- Task statement
Repeat, exactly and completely, the entries shown underneath.

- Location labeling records
::::::::

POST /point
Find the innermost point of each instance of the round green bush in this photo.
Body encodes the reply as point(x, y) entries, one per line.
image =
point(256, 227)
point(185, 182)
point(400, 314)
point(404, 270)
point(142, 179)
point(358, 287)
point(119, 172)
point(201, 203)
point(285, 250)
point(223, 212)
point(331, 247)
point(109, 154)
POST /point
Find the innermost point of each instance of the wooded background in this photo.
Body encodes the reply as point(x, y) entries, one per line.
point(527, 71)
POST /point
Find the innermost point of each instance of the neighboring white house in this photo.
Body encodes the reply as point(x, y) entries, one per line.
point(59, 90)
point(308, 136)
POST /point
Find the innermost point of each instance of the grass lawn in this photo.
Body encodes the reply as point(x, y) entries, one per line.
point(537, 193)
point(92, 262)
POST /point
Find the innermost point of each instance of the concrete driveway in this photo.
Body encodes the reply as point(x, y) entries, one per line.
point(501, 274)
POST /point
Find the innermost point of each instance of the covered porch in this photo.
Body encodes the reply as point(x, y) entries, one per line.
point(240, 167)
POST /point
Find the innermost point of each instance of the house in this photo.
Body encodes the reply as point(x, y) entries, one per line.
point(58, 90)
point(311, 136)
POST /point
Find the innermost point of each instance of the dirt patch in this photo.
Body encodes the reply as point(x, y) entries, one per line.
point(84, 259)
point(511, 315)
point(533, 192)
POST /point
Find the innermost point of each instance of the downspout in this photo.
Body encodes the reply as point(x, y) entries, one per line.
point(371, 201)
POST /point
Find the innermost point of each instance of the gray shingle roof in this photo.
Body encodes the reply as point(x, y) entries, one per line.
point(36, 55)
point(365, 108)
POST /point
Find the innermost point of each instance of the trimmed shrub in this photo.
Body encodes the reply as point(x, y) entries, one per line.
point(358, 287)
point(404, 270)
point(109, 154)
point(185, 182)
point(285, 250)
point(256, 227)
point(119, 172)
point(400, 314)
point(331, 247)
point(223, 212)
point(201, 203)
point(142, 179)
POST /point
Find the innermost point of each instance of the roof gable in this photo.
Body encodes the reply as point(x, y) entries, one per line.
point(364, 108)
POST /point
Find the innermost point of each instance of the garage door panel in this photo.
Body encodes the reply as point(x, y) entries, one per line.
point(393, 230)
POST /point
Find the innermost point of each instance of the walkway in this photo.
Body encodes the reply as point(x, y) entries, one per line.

::::::::

- Correct output
POST /point
Find the innermost point of each instance of the round green bush in this photo.
Body encodes the reply as point(x, y) entries, one per line.
image =
point(256, 227)
point(185, 182)
point(400, 314)
point(404, 270)
point(142, 179)
point(358, 287)
point(119, 172)
point(201, 203)
point(285, 250)
point(223, 212)
point(331, 247)
point(109, 154)
POST /point
Find the innermost point of each instance of the wooded background in this photo.
Body encodes the reply as point(x, y) entries, one per line.
point(527, 71)
POST /point
Find the innermost point of each instance of the neighboring white house in this photo.
Body encodes the reply as point(x, y) entries, one per line.
point(59, 90)
point(308, 136)
POST /point
Find the innermost point of each instance of the grass lawn in this photo.
Body encodes the reply as point(x, y) entries, one per line.
point(537, 193)
point(92, 262)
POST /point
Find the innermost point of each instance of the concrete driveway in this photo.
Body encodes the reply as point(x, y) entries, one per line.
point(501, 274)
POST /point
Find the innermost point of each instance of the covered porch in this photo.
Body encodes the reply as point(x, y) entries, one per line.
point(240, 167)
POST /point
Find the innermost point of each instance of the house in this photo.
Body encodes the reply as point(x, y) entries, one per line.
point(58, 90)
point(311, 136)
POST /point
Find the innermost point of each instance of the dirt patch in this photo.
Body encodes the reply as point(x, y) entries, one per line.
point(84, 259)
point(511, 315)
point(533, 192)
POST /point
Find the innermost point of each instance of the downspout in this photo.
Body encodes the reply as point(x, y) entries, one per line.
point(371, 201)
POST /point
Find the innermost point of each instance of the gray shingle roof in this photo.
Body encodes the reply as point(x, y) entries, one per line.
point(36, 55)
point(365, 108)
POST /point
Find the innermost point of each instance of the trimmed shrub in this photo.
Body encodes the reply as point(x, y) entries, one per line.
point(358, 287)
point(404, 270)
point(109, 154)
point(185, 182)
point(285, 250)
point(256, 227)
point(119, 172)
point(400, 314)
point(331, 247)
point(223, 212)
point(201, 203)
point(142, 179)
POST /point
Find the innermost point of each instance of the roof gable in this photo.
Body encodes the reply as point(x, y) entries, one per line.
point(364, 108)
POST /point
Find the innermost point of each instance of the garage door panel in this photo.
Body encodes the reply as point(x, y) entries, one per line.
point(393, 230)
POST /point
Find the innermost point of each instance of the walkway in this photo.
Body encodes the reply as point(x, y) entries, one per line.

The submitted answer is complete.